Data extracted from a collection
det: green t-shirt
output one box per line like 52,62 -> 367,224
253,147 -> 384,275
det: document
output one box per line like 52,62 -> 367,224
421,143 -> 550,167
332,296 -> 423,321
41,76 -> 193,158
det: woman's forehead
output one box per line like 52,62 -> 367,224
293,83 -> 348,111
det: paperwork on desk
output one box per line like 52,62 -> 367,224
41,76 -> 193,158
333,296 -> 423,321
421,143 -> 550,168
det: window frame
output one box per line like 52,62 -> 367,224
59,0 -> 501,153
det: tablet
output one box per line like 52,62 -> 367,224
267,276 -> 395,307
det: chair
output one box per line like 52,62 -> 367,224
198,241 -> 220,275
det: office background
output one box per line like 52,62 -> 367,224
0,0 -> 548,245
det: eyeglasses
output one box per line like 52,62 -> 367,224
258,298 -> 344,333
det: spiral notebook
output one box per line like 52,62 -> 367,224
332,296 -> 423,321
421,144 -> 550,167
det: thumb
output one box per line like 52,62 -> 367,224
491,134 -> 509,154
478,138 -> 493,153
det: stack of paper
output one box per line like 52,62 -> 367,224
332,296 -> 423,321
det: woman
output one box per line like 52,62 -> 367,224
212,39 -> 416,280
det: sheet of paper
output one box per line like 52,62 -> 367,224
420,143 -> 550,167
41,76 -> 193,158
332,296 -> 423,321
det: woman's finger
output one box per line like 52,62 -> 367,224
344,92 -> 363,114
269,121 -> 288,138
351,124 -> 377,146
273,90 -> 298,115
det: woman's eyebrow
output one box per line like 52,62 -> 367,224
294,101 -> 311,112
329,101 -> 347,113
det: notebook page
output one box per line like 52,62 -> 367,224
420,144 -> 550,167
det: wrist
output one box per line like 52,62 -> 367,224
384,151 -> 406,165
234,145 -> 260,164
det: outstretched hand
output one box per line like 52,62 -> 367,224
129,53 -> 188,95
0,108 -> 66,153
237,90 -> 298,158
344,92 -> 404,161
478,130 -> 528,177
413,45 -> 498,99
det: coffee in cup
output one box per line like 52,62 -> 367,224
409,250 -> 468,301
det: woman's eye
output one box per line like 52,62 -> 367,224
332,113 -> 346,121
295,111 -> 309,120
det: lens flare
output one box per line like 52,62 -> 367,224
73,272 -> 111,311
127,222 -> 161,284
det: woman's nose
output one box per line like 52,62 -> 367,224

» **Work request**:
Looking at the records above, how many lines contain "woman"? Answer with the number alone.

» **Reply to the task**:
6